Provided data

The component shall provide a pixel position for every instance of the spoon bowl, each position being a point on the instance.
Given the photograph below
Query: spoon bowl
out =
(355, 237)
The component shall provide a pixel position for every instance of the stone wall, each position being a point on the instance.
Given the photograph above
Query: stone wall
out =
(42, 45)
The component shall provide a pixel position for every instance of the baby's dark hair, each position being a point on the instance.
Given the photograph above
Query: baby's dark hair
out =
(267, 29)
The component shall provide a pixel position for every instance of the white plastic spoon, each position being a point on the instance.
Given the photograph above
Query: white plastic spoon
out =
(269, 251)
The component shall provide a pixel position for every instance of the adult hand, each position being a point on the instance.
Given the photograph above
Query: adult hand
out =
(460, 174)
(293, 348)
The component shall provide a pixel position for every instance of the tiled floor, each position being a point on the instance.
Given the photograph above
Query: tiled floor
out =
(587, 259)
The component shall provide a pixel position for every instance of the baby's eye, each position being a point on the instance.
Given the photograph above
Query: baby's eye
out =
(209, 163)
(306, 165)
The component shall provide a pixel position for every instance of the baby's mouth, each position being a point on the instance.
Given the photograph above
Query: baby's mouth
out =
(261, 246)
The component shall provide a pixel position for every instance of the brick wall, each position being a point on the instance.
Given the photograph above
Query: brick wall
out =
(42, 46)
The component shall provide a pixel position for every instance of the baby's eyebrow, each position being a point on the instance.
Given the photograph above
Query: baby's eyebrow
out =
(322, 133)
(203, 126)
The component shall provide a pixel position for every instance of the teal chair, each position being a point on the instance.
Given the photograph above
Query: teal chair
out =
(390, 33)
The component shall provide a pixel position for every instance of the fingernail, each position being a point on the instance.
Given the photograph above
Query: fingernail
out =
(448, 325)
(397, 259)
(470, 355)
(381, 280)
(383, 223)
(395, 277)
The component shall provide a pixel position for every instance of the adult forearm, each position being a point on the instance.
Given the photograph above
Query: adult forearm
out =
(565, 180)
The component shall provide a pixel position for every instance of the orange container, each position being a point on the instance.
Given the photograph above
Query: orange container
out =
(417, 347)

Your instructions
Reproduce the lines verbatim, starting with the line that contains "adult forearm, each" and continuing through the end of the entries.

Exercise response
The component shall provide a pixel position for every instance of the adult forearm, each position being a point on the instance.
Given the photograph above
Query: adult forearm
out =
(565, 180)
The component shall provide a pixel position for every instance of the orange container, each position being a point on the instance.
Given the photograph above
Query: orange container
out =
(417, 347)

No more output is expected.